§ **Your task**
Rewrite every line of the rows below, including the written lines, but multiply each answer coordinate by 2.5 and round it to a whole number, with halves rounded up.

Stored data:
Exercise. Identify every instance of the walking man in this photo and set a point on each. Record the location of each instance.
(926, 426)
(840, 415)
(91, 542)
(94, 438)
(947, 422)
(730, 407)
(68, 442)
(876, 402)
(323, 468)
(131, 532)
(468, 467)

§ **Result**
Exercise. Identify every instance of the walking man in this photo and set a point on each. Record the location of each instance.
(2315, 1065)
(2100, 1038)
(228, 1355)
(235, 1095)
(2368, 1055)
(1825, 1018)
(170, 1105)
(2190, 1005)
(808, 1170)
(328, 1330)
(1170, 1168)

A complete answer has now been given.